• **Exercise directions**
List every forum username that appears in the demijohn thread below, including any that is only quoted.

• **Document extract**
- - -

Fermenting in glass demijohns is great as they are less permeable to air than a plastic container, and are more hygenic (considering the porous nature of plastic)

I sit mine in the protective plastic containers which have handles, to enable easy movement, I don't put hot water in them, and I dont let then sit on surfaces that are either too cold (or hot for that matter)

Haven't broken one yet...


----------



## Darren (10/9/09)

Beware cleaning those puppies,

Napisan is very slippery.

cheers

Darren


----------



## Scruffy (10/9/09)

Spartan 117 said:


> I have about 8 or so litres left...



Gotta love Sham-Wow!

...sorry for your loss! My thoughts are with you and your family at this time.


----------



## pdilley (10/9/09)

The glass demis all come in a protective plastic basket already. Seppos have not caught onto Europe yet and they only have a lifter handle as their claim to faim with glass carboys. Ive not had issues with any demis, even had the 34Litre almost full of water and ou of the protective basket on a wooden board on the tile floor to do fish tank heater tests and baselines and it slipped off onto the hard tile when leaning over to poir water down the floor drain and no issues -- but I did stop breathing for a half second 

The glass isnt tough if cleaned after racking. To cheat I kept the original plasic cap and cap em after racking so they dont dry out inside and stay moist for a week before I get around to cleaning.
I have a "cleaning wand"-- plastic arriving from the States that attaches to the kitchen faucet so soon I'll
just wizz around them and blast it clean in less than a minute easy as.

I will say go plastic if you are moving it up and down a lot and want it easy as without slowing down and finessing the last couple of cm's to surface contact when full. I plan ahead and leave them sit on a dedicated bench so Im always racking down with gravity without having to lift them just before hand. But techniques I think are different so you can't swap from plastic and treat glass with the same way you had treated a plastic fermenter. I man-handle my plastic like anything and prefer them when I'm in a rush so long term projectslike the meads and ciders go glass exclusively and the beer goes either plastic or glass and if brewing during a busy month then beers go mostly plastic.

- - -

• **Entries provided**
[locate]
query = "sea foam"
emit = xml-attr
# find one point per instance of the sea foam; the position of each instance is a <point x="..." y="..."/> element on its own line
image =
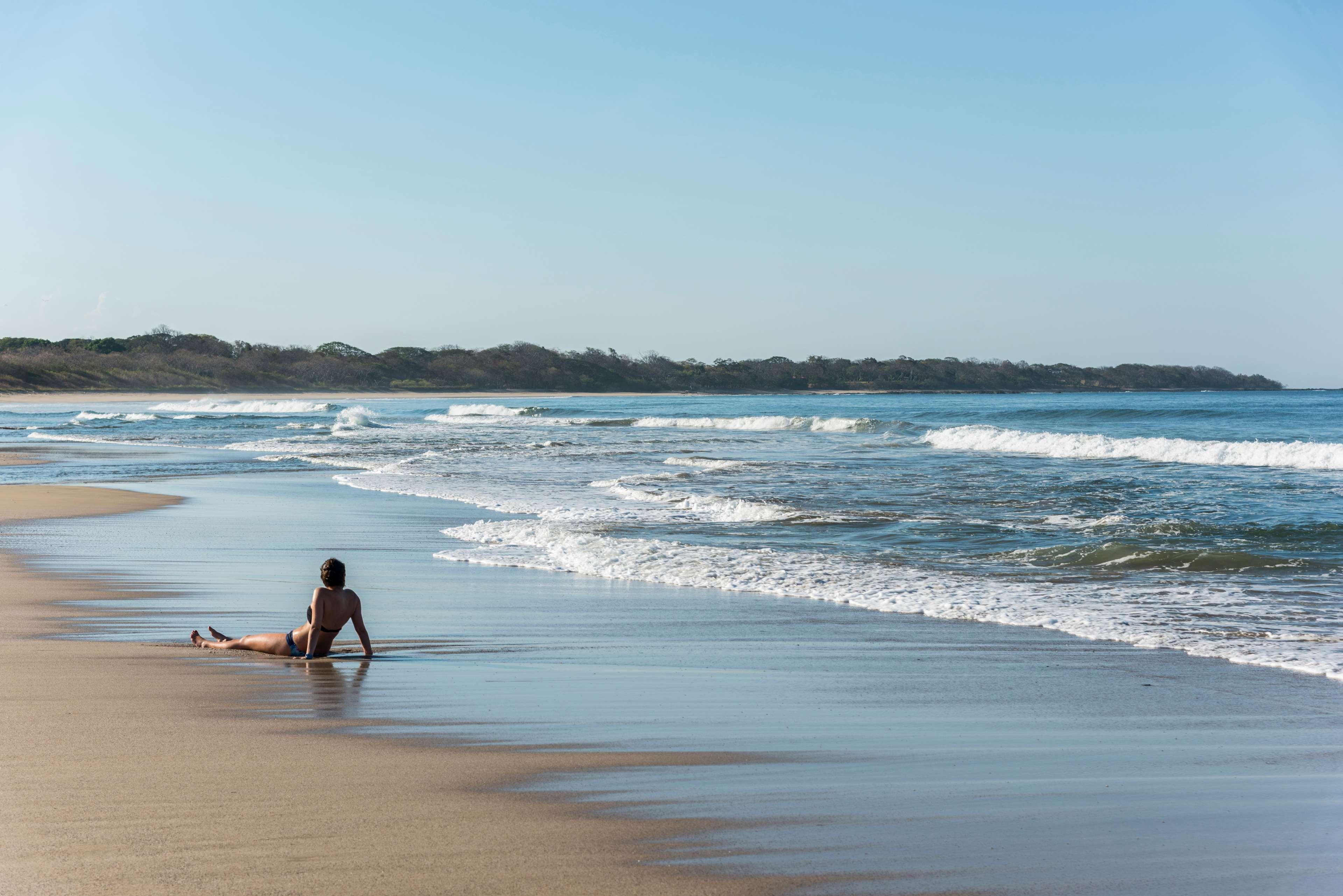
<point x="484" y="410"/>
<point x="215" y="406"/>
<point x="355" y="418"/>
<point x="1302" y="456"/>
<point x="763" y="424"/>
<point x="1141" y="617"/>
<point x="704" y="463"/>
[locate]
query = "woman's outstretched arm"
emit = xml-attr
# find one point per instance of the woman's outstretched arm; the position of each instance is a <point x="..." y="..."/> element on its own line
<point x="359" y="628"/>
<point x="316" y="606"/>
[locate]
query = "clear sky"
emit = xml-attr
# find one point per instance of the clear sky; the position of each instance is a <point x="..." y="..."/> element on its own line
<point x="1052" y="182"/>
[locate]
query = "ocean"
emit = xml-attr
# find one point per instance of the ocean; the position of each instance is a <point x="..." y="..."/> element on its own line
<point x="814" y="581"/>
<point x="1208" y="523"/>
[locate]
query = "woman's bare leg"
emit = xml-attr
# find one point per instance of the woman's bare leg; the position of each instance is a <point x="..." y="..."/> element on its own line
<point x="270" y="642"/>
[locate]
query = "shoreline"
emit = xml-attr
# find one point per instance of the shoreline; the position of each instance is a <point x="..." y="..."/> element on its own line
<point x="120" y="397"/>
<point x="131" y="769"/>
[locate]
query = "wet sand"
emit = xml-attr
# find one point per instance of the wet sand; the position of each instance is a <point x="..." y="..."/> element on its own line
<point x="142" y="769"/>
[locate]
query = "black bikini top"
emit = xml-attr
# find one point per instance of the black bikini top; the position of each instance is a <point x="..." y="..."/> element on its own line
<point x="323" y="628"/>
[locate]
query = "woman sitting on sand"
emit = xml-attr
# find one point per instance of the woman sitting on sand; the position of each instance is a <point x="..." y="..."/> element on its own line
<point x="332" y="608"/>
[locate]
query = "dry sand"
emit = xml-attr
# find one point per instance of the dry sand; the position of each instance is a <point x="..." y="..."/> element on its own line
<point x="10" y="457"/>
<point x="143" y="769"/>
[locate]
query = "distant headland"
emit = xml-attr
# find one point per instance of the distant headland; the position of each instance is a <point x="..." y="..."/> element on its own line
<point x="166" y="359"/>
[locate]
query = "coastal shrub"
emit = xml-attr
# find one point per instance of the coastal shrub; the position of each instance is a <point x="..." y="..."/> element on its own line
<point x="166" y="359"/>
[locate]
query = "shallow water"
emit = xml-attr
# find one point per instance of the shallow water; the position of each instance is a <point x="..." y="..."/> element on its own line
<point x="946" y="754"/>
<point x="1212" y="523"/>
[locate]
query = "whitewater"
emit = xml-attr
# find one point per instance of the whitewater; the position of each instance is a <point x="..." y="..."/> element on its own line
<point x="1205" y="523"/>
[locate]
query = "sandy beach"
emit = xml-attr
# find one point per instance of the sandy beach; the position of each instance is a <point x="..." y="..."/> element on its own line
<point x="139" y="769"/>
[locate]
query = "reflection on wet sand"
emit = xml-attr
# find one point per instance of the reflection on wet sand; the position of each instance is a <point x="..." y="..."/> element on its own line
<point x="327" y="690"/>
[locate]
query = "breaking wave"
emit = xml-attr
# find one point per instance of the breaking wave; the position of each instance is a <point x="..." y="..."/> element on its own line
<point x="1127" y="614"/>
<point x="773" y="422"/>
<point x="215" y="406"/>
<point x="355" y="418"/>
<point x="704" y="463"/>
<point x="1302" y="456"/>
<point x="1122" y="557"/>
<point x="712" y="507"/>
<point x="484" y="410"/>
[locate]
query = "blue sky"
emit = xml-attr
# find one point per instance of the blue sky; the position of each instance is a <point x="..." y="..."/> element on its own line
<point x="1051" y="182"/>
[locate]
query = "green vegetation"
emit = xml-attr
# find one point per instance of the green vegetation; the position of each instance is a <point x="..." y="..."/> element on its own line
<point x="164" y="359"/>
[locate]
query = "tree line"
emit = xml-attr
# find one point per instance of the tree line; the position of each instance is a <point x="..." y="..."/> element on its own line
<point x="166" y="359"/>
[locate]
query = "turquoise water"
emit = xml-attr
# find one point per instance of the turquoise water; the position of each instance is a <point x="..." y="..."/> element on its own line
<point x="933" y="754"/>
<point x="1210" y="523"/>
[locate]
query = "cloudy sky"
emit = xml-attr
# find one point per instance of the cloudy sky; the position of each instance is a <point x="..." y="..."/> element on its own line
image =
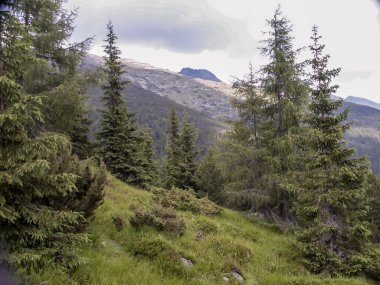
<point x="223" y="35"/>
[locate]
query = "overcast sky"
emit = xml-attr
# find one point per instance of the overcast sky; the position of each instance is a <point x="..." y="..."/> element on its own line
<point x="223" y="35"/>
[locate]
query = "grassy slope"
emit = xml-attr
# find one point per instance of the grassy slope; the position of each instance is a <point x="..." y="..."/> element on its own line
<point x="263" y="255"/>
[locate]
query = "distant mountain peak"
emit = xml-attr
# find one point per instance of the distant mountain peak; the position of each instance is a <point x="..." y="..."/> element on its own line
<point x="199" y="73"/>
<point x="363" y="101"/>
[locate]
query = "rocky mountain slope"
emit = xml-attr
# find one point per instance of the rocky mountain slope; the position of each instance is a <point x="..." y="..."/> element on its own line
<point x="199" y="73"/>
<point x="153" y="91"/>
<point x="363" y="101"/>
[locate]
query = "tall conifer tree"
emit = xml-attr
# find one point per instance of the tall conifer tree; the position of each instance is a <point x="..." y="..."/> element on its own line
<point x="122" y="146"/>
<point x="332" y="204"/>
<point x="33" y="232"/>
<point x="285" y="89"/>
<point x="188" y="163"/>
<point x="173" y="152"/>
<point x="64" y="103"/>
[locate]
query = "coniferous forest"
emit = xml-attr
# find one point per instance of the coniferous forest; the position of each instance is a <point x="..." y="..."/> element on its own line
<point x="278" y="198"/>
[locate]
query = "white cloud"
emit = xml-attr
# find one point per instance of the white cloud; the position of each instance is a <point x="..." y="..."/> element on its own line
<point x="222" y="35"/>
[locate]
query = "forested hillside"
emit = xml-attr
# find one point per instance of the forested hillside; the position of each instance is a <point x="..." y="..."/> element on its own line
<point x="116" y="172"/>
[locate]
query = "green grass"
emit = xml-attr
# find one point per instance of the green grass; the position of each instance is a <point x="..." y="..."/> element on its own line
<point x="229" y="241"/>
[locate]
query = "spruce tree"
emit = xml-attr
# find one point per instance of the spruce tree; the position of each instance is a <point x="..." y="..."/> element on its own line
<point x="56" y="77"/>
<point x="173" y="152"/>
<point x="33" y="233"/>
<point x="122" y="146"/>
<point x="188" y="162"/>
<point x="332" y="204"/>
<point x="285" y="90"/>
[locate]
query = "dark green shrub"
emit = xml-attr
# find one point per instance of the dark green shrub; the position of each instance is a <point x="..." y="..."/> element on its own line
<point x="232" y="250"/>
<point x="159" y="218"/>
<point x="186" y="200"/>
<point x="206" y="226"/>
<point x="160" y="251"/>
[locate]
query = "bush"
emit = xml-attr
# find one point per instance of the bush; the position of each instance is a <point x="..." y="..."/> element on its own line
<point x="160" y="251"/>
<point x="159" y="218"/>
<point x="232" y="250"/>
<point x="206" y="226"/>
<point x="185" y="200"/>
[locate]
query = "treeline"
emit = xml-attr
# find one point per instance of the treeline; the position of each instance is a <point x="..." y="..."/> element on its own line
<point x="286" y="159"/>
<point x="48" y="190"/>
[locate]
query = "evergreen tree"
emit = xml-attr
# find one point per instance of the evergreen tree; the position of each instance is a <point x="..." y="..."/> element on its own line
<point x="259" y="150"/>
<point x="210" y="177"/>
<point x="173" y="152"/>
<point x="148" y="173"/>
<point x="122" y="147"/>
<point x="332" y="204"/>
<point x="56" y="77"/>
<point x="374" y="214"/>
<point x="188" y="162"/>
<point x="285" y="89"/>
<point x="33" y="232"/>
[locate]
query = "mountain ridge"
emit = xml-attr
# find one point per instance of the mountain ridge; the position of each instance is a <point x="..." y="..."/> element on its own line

- - -

• **Task output**
- Darren
- Scruffy
- Spartan 117
- pdilley